Direction - Return every line in the rows below as a JSON array of strings, one string per line, with blank lines omitted.

Record set -
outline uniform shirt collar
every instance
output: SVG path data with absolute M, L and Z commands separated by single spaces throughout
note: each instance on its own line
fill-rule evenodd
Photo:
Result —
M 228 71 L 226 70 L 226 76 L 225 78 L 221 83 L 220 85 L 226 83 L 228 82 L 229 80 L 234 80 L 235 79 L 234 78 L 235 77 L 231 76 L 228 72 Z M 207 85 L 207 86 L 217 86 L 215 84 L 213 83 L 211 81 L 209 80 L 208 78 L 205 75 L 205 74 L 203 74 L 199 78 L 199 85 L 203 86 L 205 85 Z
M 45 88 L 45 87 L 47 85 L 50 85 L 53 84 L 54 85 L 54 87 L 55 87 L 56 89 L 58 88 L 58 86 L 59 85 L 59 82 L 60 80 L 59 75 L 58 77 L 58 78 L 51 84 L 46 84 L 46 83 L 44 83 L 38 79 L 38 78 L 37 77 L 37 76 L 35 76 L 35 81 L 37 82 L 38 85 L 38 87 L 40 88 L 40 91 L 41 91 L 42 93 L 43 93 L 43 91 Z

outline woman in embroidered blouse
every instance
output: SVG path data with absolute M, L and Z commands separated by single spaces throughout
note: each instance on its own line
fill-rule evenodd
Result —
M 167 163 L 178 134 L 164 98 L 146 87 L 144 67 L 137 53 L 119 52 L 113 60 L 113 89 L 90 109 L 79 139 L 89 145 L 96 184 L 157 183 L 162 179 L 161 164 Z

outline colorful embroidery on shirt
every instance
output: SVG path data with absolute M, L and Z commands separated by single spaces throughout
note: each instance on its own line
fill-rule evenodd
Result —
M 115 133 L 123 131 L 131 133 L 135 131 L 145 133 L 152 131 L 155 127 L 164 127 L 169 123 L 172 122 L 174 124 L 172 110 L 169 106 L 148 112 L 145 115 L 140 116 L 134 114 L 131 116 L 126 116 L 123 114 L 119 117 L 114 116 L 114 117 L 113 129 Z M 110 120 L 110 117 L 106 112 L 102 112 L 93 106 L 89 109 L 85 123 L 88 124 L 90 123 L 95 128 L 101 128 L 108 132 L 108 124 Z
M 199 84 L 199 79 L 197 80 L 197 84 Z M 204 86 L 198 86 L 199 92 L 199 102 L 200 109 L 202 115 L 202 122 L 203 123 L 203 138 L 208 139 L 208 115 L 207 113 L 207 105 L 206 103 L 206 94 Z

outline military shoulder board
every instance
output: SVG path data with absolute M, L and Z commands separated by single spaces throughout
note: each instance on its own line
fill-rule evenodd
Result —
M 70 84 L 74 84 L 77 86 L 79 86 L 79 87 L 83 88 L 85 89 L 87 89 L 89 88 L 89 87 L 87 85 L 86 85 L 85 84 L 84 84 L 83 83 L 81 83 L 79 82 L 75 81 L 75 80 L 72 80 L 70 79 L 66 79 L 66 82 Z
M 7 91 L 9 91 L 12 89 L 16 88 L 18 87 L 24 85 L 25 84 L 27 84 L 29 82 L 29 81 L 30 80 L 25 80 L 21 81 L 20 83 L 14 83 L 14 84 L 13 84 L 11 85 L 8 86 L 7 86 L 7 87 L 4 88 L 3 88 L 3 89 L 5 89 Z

Written solution -
[
  "outline uniform shirt collar",
  "every instance",
  "output: SVG path data with absolute M, L and Z commands separated by single spaces throughout",
  "note: each instance on its own line",
  "fill-rule evenodd",
  "Photo:",
  "Result —",
  "M 228 71 L 226 70 L 226 76 L 225 78 L 221 83 L 220 85 L 226 83 L 228 82 L 229 80 L 234 80 L 235 79 L 234 78 L 235 77 L 231 76 L 228 72 Z M 207 85 L 207 86 L 217 86 L 215 84 L 213 83 L 211 81 L 209 80 L 208 78 L 205 75 L 205 74 L 203 74 L 199 78 L 199 85 L 203 86 L 205 85 Z",
  "M 45 88 L 45 87 L 47 85 L 50 85 L 53 84 L 54 85 L 54 87 L 55 87 L 56 89 L 58 88 L 58 86 L 59 85 L 59 82 L 60 80 L 59 75 L 58 77 L 58 78 L 51 84 L 46 84 L 46 83 L 44 83 L 38 79 L 38 78 L 37 77 L 37 76 L 35 76 L 35 81 L 37 82 L 38 85 L 38 87 L 40 88 L 40 91 L 41 91 L 42 93 L 43 93 L 43 91 Z",
  "outline woman in embroidered blouse",
  "every instance",
  "output: SVG path data with absolute M, L and Z commands separated by single spaces throughout",
  "note: each instance on its own line",
  "fill-rule evenodd",
  "Result —",
  "M 167 163 L 178 134 L 164 98 L 146 87 L 144 67 L 137 53 L 119 52 L 113 60 L 113 89 L 90 109 L 79 139 L 89 145 L 96 184 L 157 183 L 162 179 L 161 164 Z",
  "outline colorful embroidery on shirt",
  "every instance",
  "output: SVG path data with absolute M, L and Z commands separated by single spaces throughout",
  "note: each instance on its own line",
  "fill-rule evenodd",
  "Result —",
  "M 115 133 L 123 131 L 131 133 L 135 131 L 145 133 L 152 131 L 155 127 L 164 127 L 169 123 L 172 122 L 174 124 L 172 110 L 169 106 L 148 112 L 145 115 L 140 116 L 134 114 L 131 116 L 126 116 L 123 114 L 119 117 L 114 116 L 114 117 L 113 129 Z M 110 120 L 110 117 L 106 112 L 102 112 L 93 106 L 89 109 L 85 123 L 88 124 L 90 123 L 95 128 L 101 128 L 108 132 L 108 124 Z",
  "M 199 84 L 199 79 L 197 80 L 197 84 Z M 204 86 L 198 86 L 199 92 L 199 102 L 200 109 L 202 115 L 202 122 L 203 123 L 203 138 L 208 139 L 208 115 L 207 113 L 207 105 L 206 103 L 206 94 Z",
  "outline military shoulder board",
  "every instance",
  "output: SVG path data with absolute M, L and Z commands separated by single spaces throughout",
  "note: each instance on its own line",
  "fill-rule evenodd",
  "Result —",
  "M 70 84 L 74 84 L 77 86 L 79 86 L 79 87 L 83 88 L 85 89 L 87 89 L 89 88 L 89 87 L 87 85 L 86 85 L 85 84 L 84 84 L 83 83 L 81 83 L 79 82 L 75 81 L 75 80 L 72 80 L 70 79 L 66 79 L 66 82 Z",
  "M 7 91 L 9 91 L 12 89 L 16 88 L 18 87 L 24 85 L 25 84 L 27 84 L 29 82 L 29 81 L 30 80 L 25 80 L 21 81 L 20 83 L 14 83 L 14 84 L 13 84 L 11 85 L 8 86 L 7 86 L 7 87 L 4 88 L 3 88 L 3 89 L 5 89 Z"
]